DATASET RECORDS

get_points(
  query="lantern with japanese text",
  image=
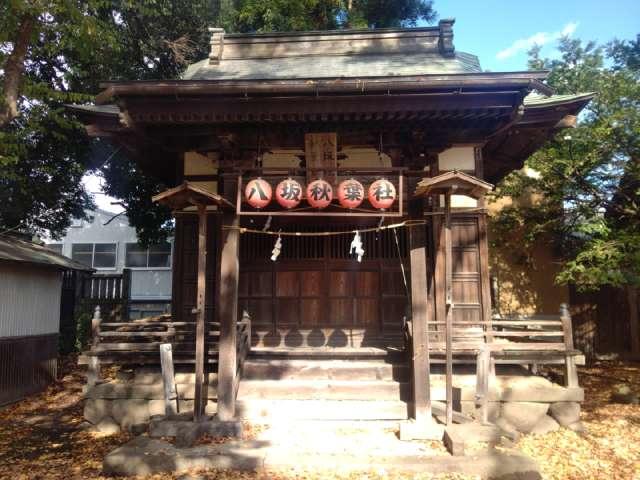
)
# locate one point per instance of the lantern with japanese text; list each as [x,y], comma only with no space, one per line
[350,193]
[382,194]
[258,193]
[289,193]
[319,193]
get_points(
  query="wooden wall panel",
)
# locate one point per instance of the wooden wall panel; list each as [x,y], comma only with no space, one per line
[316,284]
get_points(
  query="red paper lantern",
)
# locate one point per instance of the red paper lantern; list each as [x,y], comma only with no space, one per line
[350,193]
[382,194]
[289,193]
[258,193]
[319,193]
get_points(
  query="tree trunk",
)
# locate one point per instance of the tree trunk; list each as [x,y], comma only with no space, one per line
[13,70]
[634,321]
* * *
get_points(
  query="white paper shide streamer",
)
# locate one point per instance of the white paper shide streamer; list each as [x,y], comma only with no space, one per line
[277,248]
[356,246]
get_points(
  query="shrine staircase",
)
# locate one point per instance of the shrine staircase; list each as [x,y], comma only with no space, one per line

WHAT TO PRODUCE
State how many lines of the records above contain the word "wooden". Reply with the number alone.

TASK OUTPUT
2